**Work to complete:** Reproduce every line of the records below, including the requests, but omit the pictures. In the answers, offset each point coordinate by adding 137 to both its x and y values.

**Data provided:**
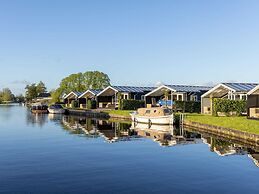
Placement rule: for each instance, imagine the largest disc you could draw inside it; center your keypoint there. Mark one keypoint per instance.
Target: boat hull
(56, 111)
(160, 120)
(39, 111)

**Finished exercise:**
Placement rule: for each instance, imagine the largest disc you could draw inside it; center your keypoint there. Mark one keypoint per instance.
Target: boat hull
(193, 248)
(297, 257)
(176, 248)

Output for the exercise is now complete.